_Work to complete_:
(a) In the comment thread on religion and state coercion, what do the public accommodation cases it mentions involve?
(b) According to the comment thread on religion and state coercion, in what year did Elane Photograph start?

_Selected excerpt_:

Abolitionists, even when they were a small unpopular minority, were never forced to participate in human slavery. Forcing nuns to pay for human abortions is really a grotesque new level of genuine evil, even for the Party of Slavery, i.e. the Democrats.
Now on this one I'll agree with you. No one should be forced to participate in any way with the actions of another based on their private morals for exactly the same reason no one else should be forcibly prevented from their private actions based on a third party's private morals. The two issues are identical.
One occasionally abetted by you-know-who. Because having the ability to (hypothetically) pass on catering a gay-wedding is the same as being "anti-gay".
they conflate 'tolerance' with affirmation.
Your link is not wearing matching socks.
If you have noticed religious efforts to outlaw or ban porn then you haven't been paying attention. They're not as obvious because they don't have the "no establishment of religion" cover that the left's anti-religious efforts do, but they definitely there.
One example is the sudden change, in the Bush administration, in how the 2257 regulations were enforced - putting lots of small producers out of business and imposing big burdens on the rest. The ostensible reason was to fight against child porn, but that was just the religious right using "child porn!" as cover in the same way the leftists use "no establishment of religion!" as cover to pursue their respective anti-porn/anti-religion agendas.
Obscenity laws are routinely held up, encouraged, and vociferously defended by both sides of the political spectrum douche.
"People of faith" have the habit of using reason only when its convenient to their beliefs. The minute the facts turn against their beliefs they retreat into faith. It's such bullshit.
First off I'm not religious.
second off, fuck you.
The religious in this country arent the ones actively using the force of the state to force people to associate with those whom they would rather not.
Also ignorant progs turn to the faith of their idiot ideology even when the facts are clearly again them
The religious in this country arent the ones actively using the force of the state to force people to associate with those whom they would rather not.
If they could they would though.
Um, actually...
There have been what, a half-dozen public accommodation cases involving gay people over the last decade? Heck, Elane Photograph started in 2006, so if we're counting "event origination" date, that's off the list.
Meanwhile, there are literally hundreds of public accomodation cases involving race and religion every year.
So yeah, they are using the "state to force people to associate with those whom they would rather not". It's just not controversial when you're talking about anti-religious or racist discrimination.
Of course, some people are very selective in their "facts".
Religious types are very often the most vocal proponents of the drug war. The truth is that many of these people of faith are so often the worst violators of personal liberty and free association. So go fuck yourselves people of faith.

Excerpts from a detection dataset:
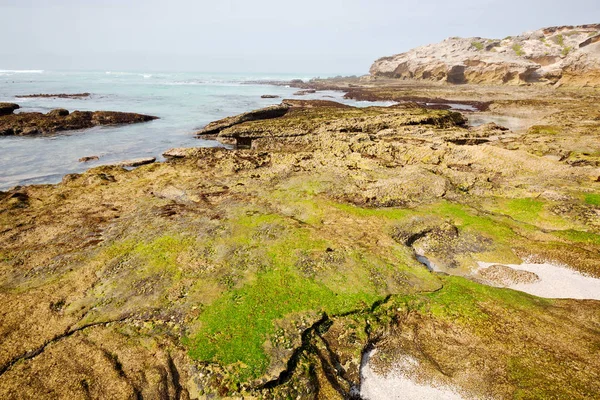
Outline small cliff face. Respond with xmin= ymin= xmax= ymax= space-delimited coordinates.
xmin=370 ymin=24 xmax=600 ymax=87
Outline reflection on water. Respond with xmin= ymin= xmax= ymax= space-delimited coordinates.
xmin=0 ymin=71 xmax=382 ymax=190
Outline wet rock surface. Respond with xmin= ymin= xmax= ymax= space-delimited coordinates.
xmin=0 ymin=109 xmax=158 ymax=136
xmin=479 ymin=265 xmax=540 ymax=286
xmin=15 ymin=92 xmax=91 ymax=99
xmin=0 ymin=81 xmax=600 ymax=399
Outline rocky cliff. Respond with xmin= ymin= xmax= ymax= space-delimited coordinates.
xmin=370 ymin=24 xmax=600 ymax=87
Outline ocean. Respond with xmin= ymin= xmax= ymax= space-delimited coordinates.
xmin=0 ymin=70 xmax=390 ymax=190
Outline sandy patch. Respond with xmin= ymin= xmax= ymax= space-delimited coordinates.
xmin=476 ymin=262 xmax=600 ymax=300
xmin=360 ymin=350 xmax=463 ymax=400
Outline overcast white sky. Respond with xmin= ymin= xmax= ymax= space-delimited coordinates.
xmin=0 ymin=0 xmax=600 ymax=74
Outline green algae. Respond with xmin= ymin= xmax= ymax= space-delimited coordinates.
xmin=184 ymin=268 xmax=378 ymax=381
xmin=583 ymin=193 xmax=600 ymax=206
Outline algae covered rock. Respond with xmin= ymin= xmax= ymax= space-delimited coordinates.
xmin=370 ymin=24 xmax=600 ymax=87
xmin=0 ymin=103 xmax=19 ymax=116
xmin=0 ymin=109 xmax=158 ymax=136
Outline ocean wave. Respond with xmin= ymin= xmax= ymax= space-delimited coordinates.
xmin=106 ymin=71 xmax=153 ymax=79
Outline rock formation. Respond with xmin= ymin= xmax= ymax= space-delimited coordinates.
xmin=370 ymin=24 xmax=600 ymax=87
xmin=0 ymin=103 xmax=158 ymax=136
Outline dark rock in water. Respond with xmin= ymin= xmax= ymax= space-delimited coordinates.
xmin=0 ymin=103 xmax=20 ymax=116
xmin=294 ymin=89 xmax=317 ymax=96
xmin=46 ymin=108 xmax=69 ymax=117
xmin=113 ymin=157 xmax=156 ymax=167
xmin=79 ymin=156 xmax=100 ymax=162
xmin=163 ymin=147 xmax=197 ymax=158
xmin=0 ymin=104 xmax=158 ymax=136
xmin=15 ymin=92 xmax=90 ymax=99
xmin=196 ymin=103 xmax=290 ymax=137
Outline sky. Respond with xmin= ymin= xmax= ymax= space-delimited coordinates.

_Task answers_:
(a) Gay people, race, and religion.

(b) 2006.